AIM →
Rewrite every row below as a two-column CSV with the headers "prompt" and "coordinates", one CSV line per row. Put each row's text in the first field and its answer in the second, quoting each field and replacing line breaks with spaces.

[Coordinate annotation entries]
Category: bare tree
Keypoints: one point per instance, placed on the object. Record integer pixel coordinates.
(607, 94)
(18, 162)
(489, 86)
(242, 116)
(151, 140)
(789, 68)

SOLUTION →
prompt,coordinates
"Category: bare tree Keypoints: one point per instance, placed on the object. Record integer pixel coordinates.","(607, 94) (18, 162) (489, 86) (242, 116) (151, 140) (789, 68)"